> **Work to complete**
I would like each line of the data that holds the word "Segment" copied out.

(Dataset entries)
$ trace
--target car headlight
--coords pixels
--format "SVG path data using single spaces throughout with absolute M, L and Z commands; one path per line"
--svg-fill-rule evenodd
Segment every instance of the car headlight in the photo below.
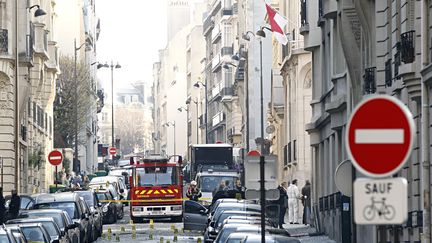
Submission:
M 103 206 L 102 212 L 104 213 L 108 212 L 108 205 Z

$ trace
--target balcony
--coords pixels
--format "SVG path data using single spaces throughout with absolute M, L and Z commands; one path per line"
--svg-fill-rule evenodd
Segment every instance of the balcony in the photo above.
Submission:
M 203 23 L 203 35 L 206 36 L 210 30 L 214 28 L 213 16 L 209 15 L 205 18 Z
M 218 24 L 212 30 L 212 34 L 211 34 L 212 44 L 215 44 L 218 40 L 220 40 L 221 37 L 222 37 L 222 32 L 221 32 L 220 25 Z
M 0 54 L 7 54 L 9 47 L 8 30 L 0 29 Z
M 219 125 L 221 122 L 223 122 L 225 120 L 225 115 L 219 111 L 215 116 L 213 116 L 212 118 L 212 126 L 216 127 L 217 125 Z
M 205 128 L 205 115 L 199 116 L 198 120 L 199 120 L 199 127 Z
M 302 50 L 304 46 L 303 40 L 290 41 L 286 45 L 282 45 L 282 62 L 285 58 L 289 59 L 295 54 L 296 50 Z
M 221 55 L 216 55 L 213 57 L 212 61 L 212 72 L 217 71 L 221 66 Z
M 323 0 L 318 0 L 318 23 L 319 27 L 322 27 L 324 24 L 324 8 L 323 8 Z
M 235 82 L 237 81 L 243 81 L 245 78 L 245 61 L 240 60 L 239 65 L 237 66 L 234 78 Z
M 394 75 L 399 78 L 399 67 L 401 65 L 401 43 L 396 43 L 396 54 L 394 55 Z
M 363 75 L 364 94 L 374 94 L 376 92 L 375 71 L 376 67 L 365 69 L 365 73 Z
M 307 0 L 301 0 L 300 3 L 300 34 L 305 34 L 309 31 L 309 23 L 307 19 Z
M 44 59 L 48 59 L 48 32 L 41 23 L 34 24 L 34 51 L 42 54 Z
M 221 94 L 222 89 L 225 87 L 223 82 L 219 82 L 216 84 L 216 86 L 211 90 L 211 97 L 209 97 L 211 100 L 219 97 Z
M 414 35 L 411 30 L 401 34 L 401 60 L 404 63 L 413 63 L 415 58 Z
M 232 46 L 224 46 L 221 49 L 221 55 L 222 56 L 230 56 L 231 57 L 233 53 L 234 52 L 233 52 Z
M 222 100 L 221 102 L 230 102 L 233 99 L 234 96 L 234 88 L 231 87 L 224 87 L 221 90 L 221 96 Z
M 237 2 L 235 2 L 233 5 L 232 5 L 232 14 L 238 14 L 238 3 Z
M 60 72 L 58 47 L 55 41 L 49 41 L 48 44 L 48 55 L 49 60 L 46 62 L 47 68 L 54 72 Z
M 385 62 L 385 86 L 392 86 L 392 60 L 389 59 Z

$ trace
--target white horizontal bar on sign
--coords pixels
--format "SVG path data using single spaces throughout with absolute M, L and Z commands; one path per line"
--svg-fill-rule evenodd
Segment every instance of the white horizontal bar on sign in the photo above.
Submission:
M 51 156 L 50 159 L 61 159 L 61 156 Z
M 356 129 L 354 135 L 356 144 L 402 144 L 403 129 Z

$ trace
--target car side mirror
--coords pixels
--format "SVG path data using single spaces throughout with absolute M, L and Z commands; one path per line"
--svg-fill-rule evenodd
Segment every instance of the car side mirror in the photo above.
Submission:
M 52 240 L 51 243 L 60 243 L 60 240 Z
M 207 214 L 207 211 L 205 209 L 201 209 L 199 212 L 200 214 Z
M 215 227 L 215 222 L 214 222 L 214 221 L 210 222 L 210 226 L 211 226 L 212 228 L 214 228 L 214 227 Z
M 206 239 L 204 242 L 205 242 L 205 243 L 213 243 L 213 240 L 211 240 L 211 239 Z
M 87 219 L 87 215 L 85 213 L 81 214 L 81 219 Z
M 100 202 L 98 202 L 98 204 L 97 204 L 99 207 L 102 207 L 103 205 L 102 205 L 102 203 L 100 203 Z
M 130 189 L 131 189 L 131 186 L 128 184 L 128 185 L 126 186 L 126 188 L 127 188 L 128 190 L 130 190 Z
M 122 189 L 120 189 L 120 193 L 123 193 L 124 192 L 124 189 L 122 188 Z
M 74 222 L 73 226 L 74 226 L 74 228 L 78 228 L 80 226 L 80 224 L 78 222 Z

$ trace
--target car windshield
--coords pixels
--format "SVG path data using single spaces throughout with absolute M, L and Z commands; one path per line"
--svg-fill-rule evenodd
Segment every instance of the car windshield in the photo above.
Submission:
M 76 193 L 84 198 L 84 200 L 86 201 L 87 205 L 89 207 L 94 207 L 94 198 L 93 198 L 93 193 L 92 192 L 88 192 L 88 191 L 76 191 Z
M 137 186 L 163 186 L 178 184 L 177 167 L 136 168 Z
M 66 211 L 69 216 L 73 219 L 78 219 L 78 210 L 74 202 L 51 202 L 51 203 L 40 203 L 34 206 L 35 209 L 61 209 Z
M 0 234 L 0 243 L 10 243 L 6 234 Z
M 219 188 L 221 181 L 225 183 L 228 181 L 228 188 L 233 189 L 234 182 L 237 177 L 235 176 L 201 176 L 199 178 L 199 185 L 202 192 L 215 192 Z
M 22 232 L 24 233 L 27 242 L 29 243 L 40 243 L 45 242 L 43 233 L 38 227 L 22 227 Z
M 100 200 L 108 200 L 108 197 L 105 192 L 97 192 L 96 193 L 97 198 Z
M 42 225 L 51 237 L 59 237 L 54 222 L 42 222 Z
M 225 242 L 228 236 L 236 231 L 236 228 L 225 228 L 217 236 L 215 242 Z
M 62 215 L 60 213 L 48 213 L 48 212 L 30 212 L 28 214 L 30 218 L 41 218 L 41 217 L 50 217 L 53 218 L 54 221 L 58 224 L 60 228 L 64 228 L 64 221 Z

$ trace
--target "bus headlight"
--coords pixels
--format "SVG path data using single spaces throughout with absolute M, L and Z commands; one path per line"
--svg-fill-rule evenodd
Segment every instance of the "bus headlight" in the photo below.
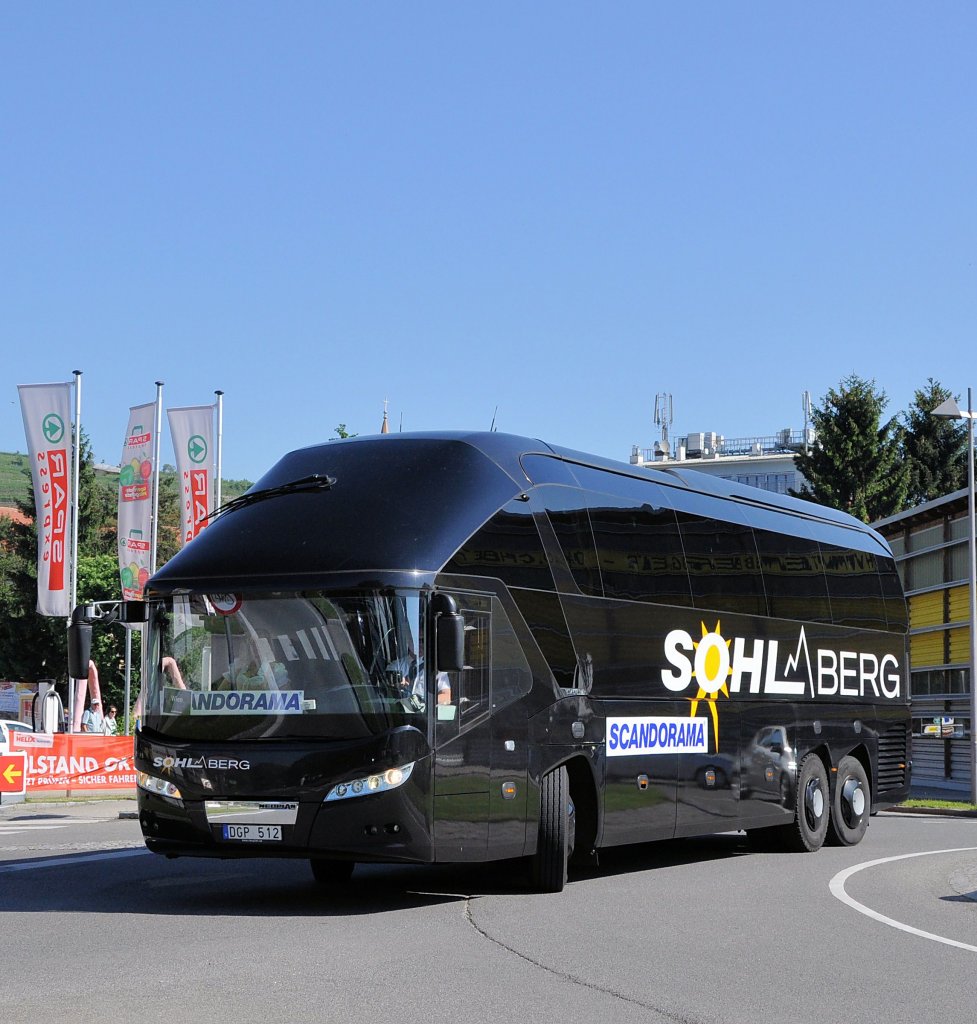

> **Response**
Segment every instance of the car headlight in the photo below.
Segment every instance of the balcony in the photo above.
Segment every instance of the white horizontal bar on sign in the photo above.
Segment every instance of the car side mirror in the photo above.
Segment every instance of the car windshield in the photo above.
Segment every instance of the "bus headlight" in the photo below.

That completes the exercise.